▶ _DIRECTION_
Retype every line of the listing below without any changes, and leave the pictures out of your answer.

▶ _ENTRIES_
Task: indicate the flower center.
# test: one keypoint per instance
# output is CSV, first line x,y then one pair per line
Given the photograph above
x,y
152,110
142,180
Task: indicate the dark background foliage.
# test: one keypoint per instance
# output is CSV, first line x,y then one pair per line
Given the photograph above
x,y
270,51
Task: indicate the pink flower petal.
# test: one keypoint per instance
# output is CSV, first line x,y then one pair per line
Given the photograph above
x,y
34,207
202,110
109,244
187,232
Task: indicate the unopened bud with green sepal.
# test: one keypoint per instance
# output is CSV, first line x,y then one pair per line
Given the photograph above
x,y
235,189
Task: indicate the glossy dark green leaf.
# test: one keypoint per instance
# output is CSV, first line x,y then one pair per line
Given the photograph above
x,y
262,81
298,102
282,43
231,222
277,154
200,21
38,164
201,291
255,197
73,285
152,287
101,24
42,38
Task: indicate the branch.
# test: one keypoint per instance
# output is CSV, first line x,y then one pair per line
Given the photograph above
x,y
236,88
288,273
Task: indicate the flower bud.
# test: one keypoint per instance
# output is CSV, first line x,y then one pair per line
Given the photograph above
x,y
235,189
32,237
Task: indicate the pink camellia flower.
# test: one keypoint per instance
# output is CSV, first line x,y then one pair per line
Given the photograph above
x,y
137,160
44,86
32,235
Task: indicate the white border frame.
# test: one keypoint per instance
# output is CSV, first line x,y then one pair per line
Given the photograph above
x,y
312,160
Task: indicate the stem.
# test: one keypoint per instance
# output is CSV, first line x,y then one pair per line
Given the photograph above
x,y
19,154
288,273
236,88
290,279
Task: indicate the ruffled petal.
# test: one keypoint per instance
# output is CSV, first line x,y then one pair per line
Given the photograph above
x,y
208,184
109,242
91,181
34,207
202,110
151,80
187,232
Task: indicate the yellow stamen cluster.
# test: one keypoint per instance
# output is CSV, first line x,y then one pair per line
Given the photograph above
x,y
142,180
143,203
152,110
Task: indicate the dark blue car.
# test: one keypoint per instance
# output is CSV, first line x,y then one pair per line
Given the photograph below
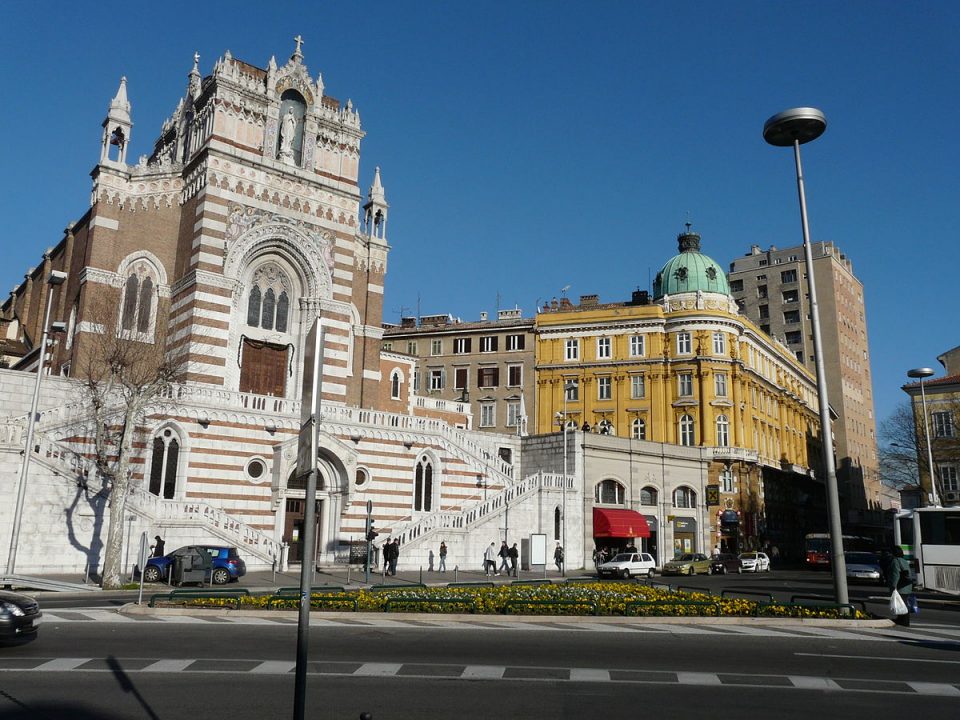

▶ _TASK RESPONSE_
Task: indicate the flower center.
# test: one keypoint per instance
# output is CSV, first line x,y then one pair per line
Given the photograph above
x,y
152,110
142,180
Task: indicate the dark background foliage.
# test: one keypoint per instance
# output is CSV, first line x,y then one pair per line
Given the photograph above
x,y
270,51
Task: indicate the pink flower petal.
# test: one keypoint per instance
# output is CSV, first line x,y then one pair per line
Given the photograph above
x,y
34,207
202,110
109,244
187,232
Task: indicate the unopened bud with green sepal.
# test: one keypoint per instance
# output is CSV, first line x,y then one pair per line
Given the photograph above
x,y
235,189
Task: indicate the glossy dark green leaf.
# test: one keypoint per instance
# output is CSV, first line x,y then one pair per line
Given the photograph above
x,y
262,81
298,102
282,43
231,222
277,154
200,21
38,164
201,291
255,197
73,285
152,287
101,24
42,38
Task: indicate the branch.
# test: one keypoint per instance
# output is CSV, first line x,y then one pair per line
Given the photograph above
x,y
236,88
288,273
Task: indicate the flower bud.
# test: one keypoint per instance
# output is CSV, first line x,y then one pair per line
Given the photograph above
x,y
235,189
32,237
Task: indicate the pink camellia flower.
# test: one keypoint per instance
# output is CSV, first line x,y then one pair per line
Given the photograph above
x,y
137,160
44,86
32,235
Task: indicate the white border frame.
# test: one keypoint per instance
# output is CSV, first line x,y then one pair per line
Given the photograph above
x,y
312,160
Task: indicate the stem.
# test: one keypoint per instance
# output is CSV, first line x,y then one pair per line
Given the photograph above
x,y
19,154
288,273
236,88
290,279
Task: indicate the ruffled petal.
# test: one keypoint per instance
# output is CSV, first line x,y then one pair per line
Given the photograph above
x,y
208,184
109,242
91,181
34,207
202,110
151,80
187,232
Task: indicate the yellow stamen cluster.
# test: one keypoint per instance
# output is CSV, first line x,y then one pair per line
Given the photograph above
x,y
142,180
143,203
152,110
Task: indicate the dark blue car.
# test: one keypoint per instance
# output is CSV, first line x,y then one pair per line
Given the photograph below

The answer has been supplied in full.